**The tasks**
1) In the passage on Colombia, what does the placard around a street cell-phone vendor's neck say?
2) Recast the lines of the records as a Markdown table with the columns Row and Line, starting with the line that contains "In this exercise you will indicate the stair nosing" and going on through the line that contains "x=700, y=317". Leave out blank lines.

**Supplied passage**
- - -

There are also a lot of “love hotels” everywhere in Colombia. Make sure you don’t actually stay in one.

The Phones

There ain’t no public telephones nowhere in Colombia, so when you want to make a call, you either go into a place with telephone cabinas, or you pick up a cell-phone from a dude standing on the street with a placard around his neck that says “minutos.” He will have 2 or 3 different cell-phones, one for each different type of carrier, which is made evident by the first 3 digits of the cell-phone number.

If you’ve ever despaired at the general lack of cell-phone etiquette in the United States, then fear not—Colombians are ten times worse. They all have cell-phones with annoying ringtones, and they will happily chat away at full volume in public places. Your bus driver will be chatting on his cell-phone as he whips around a dead-man’s curve in the Cordillera Central at 80 kph. Entire families seated together at a restaurant will be chatting into all their respective cell-phones.

- - -

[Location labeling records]
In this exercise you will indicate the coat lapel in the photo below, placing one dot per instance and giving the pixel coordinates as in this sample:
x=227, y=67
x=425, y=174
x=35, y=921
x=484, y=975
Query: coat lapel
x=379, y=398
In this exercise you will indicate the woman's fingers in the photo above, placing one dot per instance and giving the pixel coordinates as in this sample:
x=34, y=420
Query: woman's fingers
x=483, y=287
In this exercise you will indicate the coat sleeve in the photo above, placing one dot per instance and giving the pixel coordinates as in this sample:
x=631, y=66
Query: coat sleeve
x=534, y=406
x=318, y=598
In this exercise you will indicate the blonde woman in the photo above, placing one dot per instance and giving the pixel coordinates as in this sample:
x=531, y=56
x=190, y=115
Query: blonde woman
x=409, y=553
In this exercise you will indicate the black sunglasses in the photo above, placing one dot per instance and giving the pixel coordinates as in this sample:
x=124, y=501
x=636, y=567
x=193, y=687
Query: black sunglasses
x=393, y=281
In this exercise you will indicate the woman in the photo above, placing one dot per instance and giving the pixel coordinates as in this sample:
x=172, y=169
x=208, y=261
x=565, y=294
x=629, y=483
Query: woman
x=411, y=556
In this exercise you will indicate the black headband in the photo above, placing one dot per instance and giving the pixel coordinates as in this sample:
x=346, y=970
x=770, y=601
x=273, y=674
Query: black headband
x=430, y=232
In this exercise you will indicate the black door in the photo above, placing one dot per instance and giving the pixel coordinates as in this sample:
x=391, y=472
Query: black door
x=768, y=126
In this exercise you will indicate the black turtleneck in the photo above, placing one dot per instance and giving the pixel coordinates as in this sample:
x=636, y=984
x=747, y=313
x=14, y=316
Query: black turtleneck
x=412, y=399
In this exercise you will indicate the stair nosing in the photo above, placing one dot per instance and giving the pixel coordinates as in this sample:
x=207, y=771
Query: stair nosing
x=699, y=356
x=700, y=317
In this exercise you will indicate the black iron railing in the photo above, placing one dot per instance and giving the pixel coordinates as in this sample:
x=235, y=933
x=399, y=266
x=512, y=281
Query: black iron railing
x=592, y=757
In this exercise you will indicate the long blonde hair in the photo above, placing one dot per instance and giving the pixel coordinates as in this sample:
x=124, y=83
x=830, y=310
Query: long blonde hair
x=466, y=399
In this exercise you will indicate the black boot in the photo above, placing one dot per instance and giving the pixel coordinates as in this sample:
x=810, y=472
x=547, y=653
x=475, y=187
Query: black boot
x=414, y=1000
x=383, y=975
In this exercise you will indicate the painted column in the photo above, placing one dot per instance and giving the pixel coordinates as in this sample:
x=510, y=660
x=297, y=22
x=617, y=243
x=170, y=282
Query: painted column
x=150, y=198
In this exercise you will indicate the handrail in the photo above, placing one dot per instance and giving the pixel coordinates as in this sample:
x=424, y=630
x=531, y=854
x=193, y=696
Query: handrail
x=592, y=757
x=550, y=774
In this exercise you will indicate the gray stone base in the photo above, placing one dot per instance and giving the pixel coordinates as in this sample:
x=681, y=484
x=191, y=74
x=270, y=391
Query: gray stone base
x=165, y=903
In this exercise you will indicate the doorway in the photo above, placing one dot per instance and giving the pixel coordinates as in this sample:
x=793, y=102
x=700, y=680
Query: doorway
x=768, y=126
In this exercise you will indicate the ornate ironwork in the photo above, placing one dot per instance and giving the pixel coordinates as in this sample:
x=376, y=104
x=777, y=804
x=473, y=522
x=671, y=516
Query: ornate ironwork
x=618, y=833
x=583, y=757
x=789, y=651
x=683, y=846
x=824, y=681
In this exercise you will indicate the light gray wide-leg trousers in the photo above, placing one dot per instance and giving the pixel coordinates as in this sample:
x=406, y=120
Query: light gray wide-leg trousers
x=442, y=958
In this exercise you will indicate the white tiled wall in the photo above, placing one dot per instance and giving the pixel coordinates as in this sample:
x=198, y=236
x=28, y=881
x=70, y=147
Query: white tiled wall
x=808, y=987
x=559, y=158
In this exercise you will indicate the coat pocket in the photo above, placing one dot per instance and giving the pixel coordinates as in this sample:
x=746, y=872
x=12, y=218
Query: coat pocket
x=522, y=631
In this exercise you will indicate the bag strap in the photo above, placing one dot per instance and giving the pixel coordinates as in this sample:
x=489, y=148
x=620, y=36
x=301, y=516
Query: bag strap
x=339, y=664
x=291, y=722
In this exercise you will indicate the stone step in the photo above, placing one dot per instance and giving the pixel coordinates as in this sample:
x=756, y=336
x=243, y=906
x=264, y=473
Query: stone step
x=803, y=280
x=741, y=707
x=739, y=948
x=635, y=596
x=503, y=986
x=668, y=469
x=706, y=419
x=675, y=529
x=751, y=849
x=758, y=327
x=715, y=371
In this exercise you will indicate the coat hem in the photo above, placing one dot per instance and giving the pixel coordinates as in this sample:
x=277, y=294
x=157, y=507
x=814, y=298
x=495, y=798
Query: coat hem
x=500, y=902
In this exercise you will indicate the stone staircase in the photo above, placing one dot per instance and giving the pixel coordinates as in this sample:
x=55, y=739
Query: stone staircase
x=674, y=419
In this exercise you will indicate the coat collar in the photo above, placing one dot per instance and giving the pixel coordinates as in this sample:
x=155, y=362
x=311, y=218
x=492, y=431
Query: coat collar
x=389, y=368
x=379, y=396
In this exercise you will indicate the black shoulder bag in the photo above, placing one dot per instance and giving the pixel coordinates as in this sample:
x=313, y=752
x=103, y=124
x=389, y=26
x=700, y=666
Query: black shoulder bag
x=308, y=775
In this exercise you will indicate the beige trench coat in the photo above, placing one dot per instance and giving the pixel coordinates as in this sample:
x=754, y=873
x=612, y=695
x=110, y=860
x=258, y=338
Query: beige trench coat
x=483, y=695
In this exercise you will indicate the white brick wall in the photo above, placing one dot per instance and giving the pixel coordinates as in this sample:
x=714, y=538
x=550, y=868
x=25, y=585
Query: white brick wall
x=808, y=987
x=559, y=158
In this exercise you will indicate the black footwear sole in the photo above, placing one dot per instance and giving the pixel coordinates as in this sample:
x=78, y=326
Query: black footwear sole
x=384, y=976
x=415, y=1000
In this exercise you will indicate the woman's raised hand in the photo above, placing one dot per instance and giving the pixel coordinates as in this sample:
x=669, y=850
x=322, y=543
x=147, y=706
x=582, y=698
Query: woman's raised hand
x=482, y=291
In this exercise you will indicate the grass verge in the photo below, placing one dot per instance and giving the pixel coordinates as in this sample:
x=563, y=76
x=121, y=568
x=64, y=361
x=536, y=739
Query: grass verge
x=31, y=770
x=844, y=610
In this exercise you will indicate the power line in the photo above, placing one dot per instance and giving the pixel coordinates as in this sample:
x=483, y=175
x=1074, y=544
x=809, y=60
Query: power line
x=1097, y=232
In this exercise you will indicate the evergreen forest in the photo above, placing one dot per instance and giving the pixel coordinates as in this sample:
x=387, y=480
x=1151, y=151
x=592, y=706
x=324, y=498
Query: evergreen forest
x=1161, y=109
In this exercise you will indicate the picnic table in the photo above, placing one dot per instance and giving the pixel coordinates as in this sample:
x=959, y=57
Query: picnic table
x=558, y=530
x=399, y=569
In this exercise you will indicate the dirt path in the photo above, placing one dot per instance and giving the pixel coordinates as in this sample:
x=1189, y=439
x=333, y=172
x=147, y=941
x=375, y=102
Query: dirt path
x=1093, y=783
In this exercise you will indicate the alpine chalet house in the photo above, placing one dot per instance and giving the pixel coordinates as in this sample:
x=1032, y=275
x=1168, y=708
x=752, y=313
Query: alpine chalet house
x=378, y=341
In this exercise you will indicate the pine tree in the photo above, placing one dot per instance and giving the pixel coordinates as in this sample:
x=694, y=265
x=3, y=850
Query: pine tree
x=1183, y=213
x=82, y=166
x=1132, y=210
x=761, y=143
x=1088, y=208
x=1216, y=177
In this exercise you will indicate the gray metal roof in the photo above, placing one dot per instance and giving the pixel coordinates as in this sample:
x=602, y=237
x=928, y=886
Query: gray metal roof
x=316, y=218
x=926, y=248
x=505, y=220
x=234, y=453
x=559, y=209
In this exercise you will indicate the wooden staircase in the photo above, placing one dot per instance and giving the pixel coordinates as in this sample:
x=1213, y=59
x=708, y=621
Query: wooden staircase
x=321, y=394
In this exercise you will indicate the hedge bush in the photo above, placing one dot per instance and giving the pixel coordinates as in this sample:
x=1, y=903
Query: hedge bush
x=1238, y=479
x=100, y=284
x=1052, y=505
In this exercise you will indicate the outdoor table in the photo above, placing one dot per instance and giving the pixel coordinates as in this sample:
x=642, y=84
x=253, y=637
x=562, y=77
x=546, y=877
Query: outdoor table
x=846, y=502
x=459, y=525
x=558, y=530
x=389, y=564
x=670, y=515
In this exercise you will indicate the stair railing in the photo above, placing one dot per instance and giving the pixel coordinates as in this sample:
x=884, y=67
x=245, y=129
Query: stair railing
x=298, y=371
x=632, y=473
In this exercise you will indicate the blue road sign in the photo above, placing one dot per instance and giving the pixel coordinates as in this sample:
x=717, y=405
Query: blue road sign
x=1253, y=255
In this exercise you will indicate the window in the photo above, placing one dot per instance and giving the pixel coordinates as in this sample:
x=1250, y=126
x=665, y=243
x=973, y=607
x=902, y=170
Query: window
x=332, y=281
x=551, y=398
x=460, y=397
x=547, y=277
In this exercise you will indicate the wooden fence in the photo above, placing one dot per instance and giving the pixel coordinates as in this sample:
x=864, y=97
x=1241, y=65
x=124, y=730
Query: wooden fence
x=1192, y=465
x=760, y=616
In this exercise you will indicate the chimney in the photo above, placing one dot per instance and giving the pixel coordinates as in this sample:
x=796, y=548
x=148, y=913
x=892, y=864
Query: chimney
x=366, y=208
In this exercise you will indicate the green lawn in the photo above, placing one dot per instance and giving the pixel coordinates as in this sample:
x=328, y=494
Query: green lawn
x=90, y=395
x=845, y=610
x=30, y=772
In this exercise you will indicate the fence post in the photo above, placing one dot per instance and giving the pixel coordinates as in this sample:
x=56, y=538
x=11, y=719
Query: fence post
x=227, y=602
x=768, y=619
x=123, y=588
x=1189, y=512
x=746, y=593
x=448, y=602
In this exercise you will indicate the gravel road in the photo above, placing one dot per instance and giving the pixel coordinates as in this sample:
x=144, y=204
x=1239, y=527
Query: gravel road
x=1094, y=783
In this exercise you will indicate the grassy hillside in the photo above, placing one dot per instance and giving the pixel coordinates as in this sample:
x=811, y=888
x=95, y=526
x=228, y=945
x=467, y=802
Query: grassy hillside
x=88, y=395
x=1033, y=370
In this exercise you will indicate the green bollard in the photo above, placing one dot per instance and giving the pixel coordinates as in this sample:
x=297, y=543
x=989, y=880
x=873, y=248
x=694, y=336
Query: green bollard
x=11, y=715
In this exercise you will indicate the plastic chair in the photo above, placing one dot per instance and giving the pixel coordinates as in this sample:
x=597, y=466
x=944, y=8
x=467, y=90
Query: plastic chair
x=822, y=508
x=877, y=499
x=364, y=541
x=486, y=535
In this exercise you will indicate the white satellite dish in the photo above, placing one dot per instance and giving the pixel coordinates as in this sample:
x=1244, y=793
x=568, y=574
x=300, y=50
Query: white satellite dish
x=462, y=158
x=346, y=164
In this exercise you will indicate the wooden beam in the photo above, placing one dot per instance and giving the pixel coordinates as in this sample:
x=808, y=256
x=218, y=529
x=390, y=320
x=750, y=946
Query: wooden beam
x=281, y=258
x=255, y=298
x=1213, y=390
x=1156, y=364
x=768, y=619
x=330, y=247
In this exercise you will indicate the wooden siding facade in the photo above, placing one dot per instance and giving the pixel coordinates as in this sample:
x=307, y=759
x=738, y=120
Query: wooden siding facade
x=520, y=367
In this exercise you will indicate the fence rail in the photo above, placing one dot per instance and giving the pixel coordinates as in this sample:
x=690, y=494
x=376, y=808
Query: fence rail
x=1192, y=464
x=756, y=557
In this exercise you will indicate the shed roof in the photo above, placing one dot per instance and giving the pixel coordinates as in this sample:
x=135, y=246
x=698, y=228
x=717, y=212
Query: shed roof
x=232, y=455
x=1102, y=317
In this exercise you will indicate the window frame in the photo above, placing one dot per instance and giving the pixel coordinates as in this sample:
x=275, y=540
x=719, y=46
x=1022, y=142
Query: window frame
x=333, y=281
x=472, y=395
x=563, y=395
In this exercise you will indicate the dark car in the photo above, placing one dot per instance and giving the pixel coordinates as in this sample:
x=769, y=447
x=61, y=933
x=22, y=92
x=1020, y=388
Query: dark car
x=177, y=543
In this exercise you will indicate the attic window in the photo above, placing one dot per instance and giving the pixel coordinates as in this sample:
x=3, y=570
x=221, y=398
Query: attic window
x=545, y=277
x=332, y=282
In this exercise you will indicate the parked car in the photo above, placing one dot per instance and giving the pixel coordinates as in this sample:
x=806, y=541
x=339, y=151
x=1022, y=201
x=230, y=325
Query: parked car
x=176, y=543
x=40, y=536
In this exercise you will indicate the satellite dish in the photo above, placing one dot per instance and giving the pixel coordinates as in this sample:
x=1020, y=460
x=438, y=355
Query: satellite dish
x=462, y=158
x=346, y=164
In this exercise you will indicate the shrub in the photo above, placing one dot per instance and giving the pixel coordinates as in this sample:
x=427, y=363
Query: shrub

- - -

**Outputs in order**
1) "minutos"

2)
| Row | Line |
|---|---|
| 1 | In this exercise you will indicate the stair nosing in the photo above, placing one dot per instance and giving the pixel coordinates as in this sample: |
| 2 | x=207, y=771 |
| 3 | Query: stair nosing |
| 4 | x=699, y=356 |
| 5 | x=700, y=317 |